(Object position labeling records)
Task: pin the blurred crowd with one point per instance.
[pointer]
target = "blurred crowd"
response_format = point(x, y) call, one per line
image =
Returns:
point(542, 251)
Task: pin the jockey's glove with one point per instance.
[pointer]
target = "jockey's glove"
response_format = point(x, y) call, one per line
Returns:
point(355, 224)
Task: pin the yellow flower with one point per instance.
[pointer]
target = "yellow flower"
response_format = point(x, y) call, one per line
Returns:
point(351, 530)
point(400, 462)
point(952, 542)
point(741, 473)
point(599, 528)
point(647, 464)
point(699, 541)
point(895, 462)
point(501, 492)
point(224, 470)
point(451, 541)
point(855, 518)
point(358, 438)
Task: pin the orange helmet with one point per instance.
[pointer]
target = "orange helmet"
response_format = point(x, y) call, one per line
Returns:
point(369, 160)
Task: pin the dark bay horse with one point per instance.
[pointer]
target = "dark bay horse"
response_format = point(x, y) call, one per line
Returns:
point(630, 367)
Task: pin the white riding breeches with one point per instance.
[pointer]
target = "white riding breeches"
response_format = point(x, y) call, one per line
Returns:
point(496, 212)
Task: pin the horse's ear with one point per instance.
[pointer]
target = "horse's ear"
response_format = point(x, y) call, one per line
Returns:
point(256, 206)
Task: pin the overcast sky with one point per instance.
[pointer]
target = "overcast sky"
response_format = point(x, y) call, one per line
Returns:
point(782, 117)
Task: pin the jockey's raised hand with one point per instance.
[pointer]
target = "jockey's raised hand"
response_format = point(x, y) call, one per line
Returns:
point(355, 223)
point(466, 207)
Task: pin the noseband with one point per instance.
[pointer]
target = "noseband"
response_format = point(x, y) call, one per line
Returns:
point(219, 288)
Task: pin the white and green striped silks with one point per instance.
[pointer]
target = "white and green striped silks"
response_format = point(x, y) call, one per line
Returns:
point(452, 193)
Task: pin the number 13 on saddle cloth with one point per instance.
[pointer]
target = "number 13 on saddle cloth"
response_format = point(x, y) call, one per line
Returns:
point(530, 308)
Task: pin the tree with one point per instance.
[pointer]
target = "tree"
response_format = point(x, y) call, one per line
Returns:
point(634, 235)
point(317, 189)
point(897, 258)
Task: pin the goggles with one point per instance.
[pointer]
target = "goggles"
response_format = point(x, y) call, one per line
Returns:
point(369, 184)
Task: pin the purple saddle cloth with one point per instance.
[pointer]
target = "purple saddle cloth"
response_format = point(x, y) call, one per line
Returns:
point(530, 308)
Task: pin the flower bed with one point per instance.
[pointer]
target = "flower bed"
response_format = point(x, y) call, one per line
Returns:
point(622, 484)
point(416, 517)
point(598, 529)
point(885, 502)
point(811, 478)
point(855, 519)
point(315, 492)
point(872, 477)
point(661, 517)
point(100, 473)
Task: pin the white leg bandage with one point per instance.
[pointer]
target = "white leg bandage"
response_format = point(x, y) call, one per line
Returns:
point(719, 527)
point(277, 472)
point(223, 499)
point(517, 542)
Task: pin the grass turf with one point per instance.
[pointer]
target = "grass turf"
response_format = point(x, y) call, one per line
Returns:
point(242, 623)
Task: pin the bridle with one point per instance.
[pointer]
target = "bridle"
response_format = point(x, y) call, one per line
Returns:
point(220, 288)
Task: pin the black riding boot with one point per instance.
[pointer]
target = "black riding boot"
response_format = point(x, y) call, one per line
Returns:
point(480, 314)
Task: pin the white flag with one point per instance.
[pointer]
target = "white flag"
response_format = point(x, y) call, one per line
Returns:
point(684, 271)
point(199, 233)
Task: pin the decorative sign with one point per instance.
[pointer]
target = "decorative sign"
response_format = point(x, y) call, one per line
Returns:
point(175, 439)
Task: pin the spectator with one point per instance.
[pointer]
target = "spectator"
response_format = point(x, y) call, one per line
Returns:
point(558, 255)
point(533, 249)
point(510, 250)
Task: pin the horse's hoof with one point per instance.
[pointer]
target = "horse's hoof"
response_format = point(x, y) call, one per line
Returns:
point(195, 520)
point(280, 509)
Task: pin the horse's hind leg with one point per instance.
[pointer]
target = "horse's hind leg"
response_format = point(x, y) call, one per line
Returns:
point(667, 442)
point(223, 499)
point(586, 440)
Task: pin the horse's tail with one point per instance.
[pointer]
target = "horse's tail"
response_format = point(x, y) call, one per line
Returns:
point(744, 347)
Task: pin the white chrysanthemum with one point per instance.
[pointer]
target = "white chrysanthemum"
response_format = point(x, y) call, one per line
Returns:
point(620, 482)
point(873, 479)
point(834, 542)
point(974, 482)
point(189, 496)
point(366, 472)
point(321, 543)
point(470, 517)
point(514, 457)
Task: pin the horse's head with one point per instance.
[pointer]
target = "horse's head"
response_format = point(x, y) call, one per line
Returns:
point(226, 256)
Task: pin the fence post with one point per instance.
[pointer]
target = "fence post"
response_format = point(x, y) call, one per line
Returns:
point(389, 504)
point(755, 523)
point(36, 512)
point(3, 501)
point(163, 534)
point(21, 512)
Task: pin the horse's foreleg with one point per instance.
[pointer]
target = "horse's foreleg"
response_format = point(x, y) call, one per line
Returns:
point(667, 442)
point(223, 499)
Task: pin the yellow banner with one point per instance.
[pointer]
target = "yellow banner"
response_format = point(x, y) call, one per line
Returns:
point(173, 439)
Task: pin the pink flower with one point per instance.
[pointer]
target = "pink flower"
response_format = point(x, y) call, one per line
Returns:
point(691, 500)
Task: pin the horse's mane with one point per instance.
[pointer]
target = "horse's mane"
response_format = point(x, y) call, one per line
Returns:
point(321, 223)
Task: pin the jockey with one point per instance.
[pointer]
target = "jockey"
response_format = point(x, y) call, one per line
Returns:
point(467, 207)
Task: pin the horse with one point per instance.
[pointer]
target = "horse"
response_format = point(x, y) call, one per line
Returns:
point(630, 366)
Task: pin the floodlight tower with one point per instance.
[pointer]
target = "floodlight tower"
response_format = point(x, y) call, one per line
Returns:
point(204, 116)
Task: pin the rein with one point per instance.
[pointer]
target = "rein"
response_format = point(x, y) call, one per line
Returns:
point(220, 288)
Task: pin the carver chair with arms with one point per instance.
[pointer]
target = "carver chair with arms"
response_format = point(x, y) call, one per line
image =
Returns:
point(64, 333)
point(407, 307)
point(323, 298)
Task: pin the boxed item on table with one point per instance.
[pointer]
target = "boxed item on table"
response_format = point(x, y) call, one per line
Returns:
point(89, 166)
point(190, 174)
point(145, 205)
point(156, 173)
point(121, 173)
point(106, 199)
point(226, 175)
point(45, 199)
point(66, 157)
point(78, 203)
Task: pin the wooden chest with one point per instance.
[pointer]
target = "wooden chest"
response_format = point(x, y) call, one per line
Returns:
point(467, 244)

> _Task statement_: Reproduce the records verbatim, everything from the line containing "Task: pin the yellow banner" down to the line containing "point(691, 500)", both of those lines included.

> _Output below_:
Task: pin the yellow banner with one point per instance.
[pointer]
target = "yellow banner"
response_format = point(x, y) call, one per line
Returns:
point(173, 439)
Task: pin the pink flower with one point per instance.
[pointer]
target = "pink flower"
response_format = point(x, y) call, one per line
Returns:
point(691, 500)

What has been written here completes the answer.